> [Provided text]
Sir Desmond said he believed the Government’s policy has been “disproportionate”, adding: “By decree, it has interfered in our private lives, and our family lives, telling us who we may meet, when we may meet them and what we must wear when we meet them.
“We have the cruelty, the cruelty, of elderly people in care homes, disorientated, being unable to see the faces of their loved ones and to receive a hug.”
Conservative former minister Simon Clarke insisted a return to national lockdown would be “untenable” and “wrong”, warning it would have a “stark and serious” toll on the country.
Lucy Allan, Conservative MP for Telford, said data published by the Government last week had “undermined public trust” by “pushing” a worst-case scenario without explaining the probability of it occurring.
Ms Allan asked: “Was it designed to instil fear in order to control the public? Is that how we want to govern?”
Greg Clark, Conservative chairman of the Science and Technology Committee, said the restrictions imposed must be combined with the prospect of “relief” from them.
He said: “By the spring we must embark on a clearly different course. We can’t forever live in circumstances in which the way that we live our lives can be upended without notice.
“By the spring, many of the unknowns will switch to be known.”
Economic concerns were expressed by Conservative former cabinet minister Sir John Redwood, who suggested “public support” for sectors which are banned from operating by the Government in a bid to halt the spread of the virus.
Meanwhile Health Secretary Matt Hancock faced demands for a “rapid” review of the 10pm curfew, amid concerns over people “piling out of pubs” into busy streets and supermarkets.
Labour insisted all the evidence linked to the pub and restaurant curfew must be assessed, with the review published to Parliament within days.
But Mr Hancock mounted a defence of the policy and insisted it was introduced in England after working in other countries.
Mr Hancock told MPs the Government was “looking at further ways to ensure the House can be properly involved in the process in advance where possible”.
“I strongly agree with the need for us in this House to have the appropriate level of scrutiny,” he told MPs.
But he said the Government had to have the ability to act quickly where necessary.
Mr Hancock replied: “The question is how we can have the appropriate level of scrutiny whilst also making sure that we can move fast where that is necessary.”
MPs also demanded greater say on Government-imposed Covid-19 restrictions, with Mr Hancock agreeing to meet with a Tory MP leading a rebellion over Parliament’s ability to scrutinise Government-imposed coronavirus restrictions.

> [Problem statement]
Please return the passage from the report on the Covid restrictions debate word for word, beginning at "Sir Desmond said" and stopping after "of it occurring.". The listing after this text comes from a different source.

> [Records provided]
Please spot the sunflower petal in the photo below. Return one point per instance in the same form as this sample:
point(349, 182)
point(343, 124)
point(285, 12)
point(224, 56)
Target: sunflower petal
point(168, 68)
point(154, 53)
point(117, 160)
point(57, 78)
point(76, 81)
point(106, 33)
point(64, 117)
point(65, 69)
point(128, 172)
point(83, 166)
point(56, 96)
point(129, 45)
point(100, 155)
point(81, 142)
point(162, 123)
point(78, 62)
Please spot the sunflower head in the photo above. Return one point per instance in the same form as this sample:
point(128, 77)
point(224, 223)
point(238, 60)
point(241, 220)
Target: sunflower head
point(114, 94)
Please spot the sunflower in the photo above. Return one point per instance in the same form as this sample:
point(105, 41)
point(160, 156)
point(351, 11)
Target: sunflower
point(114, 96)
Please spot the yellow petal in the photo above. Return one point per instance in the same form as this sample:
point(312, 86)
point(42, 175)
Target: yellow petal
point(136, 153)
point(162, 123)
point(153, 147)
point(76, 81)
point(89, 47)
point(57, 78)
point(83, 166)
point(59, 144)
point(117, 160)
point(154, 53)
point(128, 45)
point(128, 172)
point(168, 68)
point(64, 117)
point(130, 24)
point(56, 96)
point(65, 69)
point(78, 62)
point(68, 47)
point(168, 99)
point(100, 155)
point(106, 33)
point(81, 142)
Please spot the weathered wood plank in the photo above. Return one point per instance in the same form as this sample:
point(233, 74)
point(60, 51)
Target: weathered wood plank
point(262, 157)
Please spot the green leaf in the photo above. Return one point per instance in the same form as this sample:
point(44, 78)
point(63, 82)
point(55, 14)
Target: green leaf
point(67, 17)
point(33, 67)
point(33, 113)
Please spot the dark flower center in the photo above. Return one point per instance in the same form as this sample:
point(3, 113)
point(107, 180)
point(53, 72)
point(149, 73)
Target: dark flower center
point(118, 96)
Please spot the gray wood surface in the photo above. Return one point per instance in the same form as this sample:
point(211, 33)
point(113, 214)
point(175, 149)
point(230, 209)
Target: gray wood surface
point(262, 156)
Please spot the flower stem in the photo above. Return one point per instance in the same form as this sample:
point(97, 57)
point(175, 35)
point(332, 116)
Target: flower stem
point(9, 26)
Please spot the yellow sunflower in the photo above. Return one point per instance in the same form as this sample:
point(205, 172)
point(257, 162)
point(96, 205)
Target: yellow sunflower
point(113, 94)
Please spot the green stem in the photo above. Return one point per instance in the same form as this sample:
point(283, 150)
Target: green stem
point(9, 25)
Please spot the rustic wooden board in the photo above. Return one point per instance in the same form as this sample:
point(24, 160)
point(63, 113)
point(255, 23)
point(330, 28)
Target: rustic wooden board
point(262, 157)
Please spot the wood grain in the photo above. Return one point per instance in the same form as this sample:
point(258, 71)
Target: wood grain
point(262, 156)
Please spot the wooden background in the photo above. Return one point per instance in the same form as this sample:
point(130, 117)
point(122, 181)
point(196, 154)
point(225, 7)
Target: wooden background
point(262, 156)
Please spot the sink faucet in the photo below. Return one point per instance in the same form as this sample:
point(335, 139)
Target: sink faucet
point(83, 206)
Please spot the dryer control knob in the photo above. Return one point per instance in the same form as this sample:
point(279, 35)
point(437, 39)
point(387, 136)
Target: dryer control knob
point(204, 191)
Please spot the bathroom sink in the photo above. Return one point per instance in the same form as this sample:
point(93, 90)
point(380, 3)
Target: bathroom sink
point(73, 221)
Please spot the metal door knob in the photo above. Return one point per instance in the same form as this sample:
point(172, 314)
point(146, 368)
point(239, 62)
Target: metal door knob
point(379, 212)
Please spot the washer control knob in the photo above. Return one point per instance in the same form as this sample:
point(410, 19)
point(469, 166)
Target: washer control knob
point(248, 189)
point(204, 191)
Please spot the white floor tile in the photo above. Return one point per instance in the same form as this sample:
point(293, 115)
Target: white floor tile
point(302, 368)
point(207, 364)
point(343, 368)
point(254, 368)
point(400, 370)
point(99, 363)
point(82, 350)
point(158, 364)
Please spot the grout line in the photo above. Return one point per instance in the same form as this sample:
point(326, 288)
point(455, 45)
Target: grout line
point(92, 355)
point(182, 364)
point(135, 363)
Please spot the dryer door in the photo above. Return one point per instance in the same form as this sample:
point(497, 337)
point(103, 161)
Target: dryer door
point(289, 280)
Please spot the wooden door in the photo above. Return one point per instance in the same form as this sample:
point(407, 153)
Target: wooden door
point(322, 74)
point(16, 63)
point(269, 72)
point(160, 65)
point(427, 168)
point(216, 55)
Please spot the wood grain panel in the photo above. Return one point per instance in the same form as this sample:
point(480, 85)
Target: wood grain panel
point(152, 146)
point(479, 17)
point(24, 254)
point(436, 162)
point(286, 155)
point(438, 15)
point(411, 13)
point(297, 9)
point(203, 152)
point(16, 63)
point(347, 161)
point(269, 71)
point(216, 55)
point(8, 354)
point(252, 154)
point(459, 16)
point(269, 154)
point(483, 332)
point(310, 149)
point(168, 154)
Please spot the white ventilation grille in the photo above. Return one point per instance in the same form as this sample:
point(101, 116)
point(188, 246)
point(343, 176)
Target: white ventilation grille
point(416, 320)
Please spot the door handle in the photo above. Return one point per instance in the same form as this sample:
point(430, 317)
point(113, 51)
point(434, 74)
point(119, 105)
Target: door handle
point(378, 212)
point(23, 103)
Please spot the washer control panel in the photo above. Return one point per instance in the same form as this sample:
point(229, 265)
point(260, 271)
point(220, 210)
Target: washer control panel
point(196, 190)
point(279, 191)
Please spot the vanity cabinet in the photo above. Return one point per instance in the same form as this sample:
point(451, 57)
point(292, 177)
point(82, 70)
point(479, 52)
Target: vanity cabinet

> [Your response]
Sir Desmond said he believed the Government’s policy has been “disproportionate”, adding: “By decree, it has interfered in our private lives, and our family lives, telling us who we may meet, when we may meet them and what we must wear when we meet them.
“We have the cruelty, the cruelty, of elderly people in care homes, disorientated, being unable to see the faces of their loved ones and to receive a hug.”
Conservative former minister Simon Clarke insisted a return to national lockdown would be “untenable” and “wrong”, warning it would have a “stark and serious” toll on the country.
Lucy Allan, Conservative MP for Telford, said data published by the Government last week had “undermined public trust” by “pushing” a worst-case scenario without explaining the probability of it occurring.